- [DATA LISTING]
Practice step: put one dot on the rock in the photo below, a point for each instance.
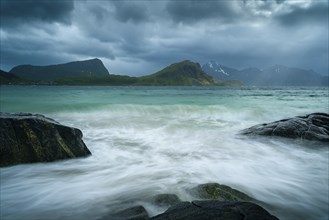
(218, 192)
(29, 138)
(314, 126)
(133, 213)
(165, 199)
(215, 210)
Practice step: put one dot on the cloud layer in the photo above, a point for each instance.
(140, 37)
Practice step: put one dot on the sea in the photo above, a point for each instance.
(154, 140)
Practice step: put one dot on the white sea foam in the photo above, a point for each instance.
(142, 148)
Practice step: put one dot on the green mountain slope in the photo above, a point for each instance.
(185, 73)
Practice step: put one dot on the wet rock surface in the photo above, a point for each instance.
(215, 210)
(218, 192)
(314, 126)
(30, 138)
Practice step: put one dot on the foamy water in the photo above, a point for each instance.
(145, 141)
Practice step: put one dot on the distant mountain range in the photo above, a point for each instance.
(277, 75)
(185, 73)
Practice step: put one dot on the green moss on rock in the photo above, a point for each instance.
(217, 191)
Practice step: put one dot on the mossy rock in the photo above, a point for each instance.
(32, 138)
(215, 191)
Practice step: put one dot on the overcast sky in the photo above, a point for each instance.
(140, 37)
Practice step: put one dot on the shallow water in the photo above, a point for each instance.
(151, 140)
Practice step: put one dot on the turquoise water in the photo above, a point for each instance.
(151, 140)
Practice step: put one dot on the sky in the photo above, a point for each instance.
(140, 37)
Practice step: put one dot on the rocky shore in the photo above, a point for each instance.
(313, 126)
(31, 138)
(220, 202)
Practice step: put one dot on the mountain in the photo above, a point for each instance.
(88, 69)
(8, 78)
(277, 75)
(224, 73)
(185, 73)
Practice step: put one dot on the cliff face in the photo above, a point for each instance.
(185, 73)
(93, 68)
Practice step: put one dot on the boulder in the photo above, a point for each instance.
(133, 213)
(165, 199)
(218, 192)
(215, 210)
(29, 138)
(314, 126)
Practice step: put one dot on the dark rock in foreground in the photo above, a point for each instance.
(165, 199)
(133, 213)
(311, 127)
(215, 210)
(29, 138)
(218, 192)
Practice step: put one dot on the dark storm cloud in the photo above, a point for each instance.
(130, 11)
(141, 37)
(14, 12)
(192, 10)
(316, 13)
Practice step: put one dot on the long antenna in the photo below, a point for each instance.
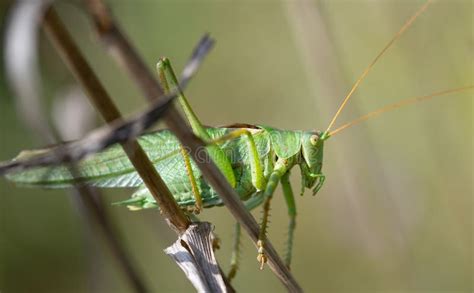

- [WORK TO DO] Copy out every line of the data above that contains the word "mountain", matching its case exactly.

- [WORKED SOLUTION]
Practice step: put one dot on the green mountain slope in the photo above, a point for each instance.
Practice step: put one dot on the distant mountain range in the photo above, a point for each instance.
Practice step: put one dot on the mountain in the photo above, a point for each instance.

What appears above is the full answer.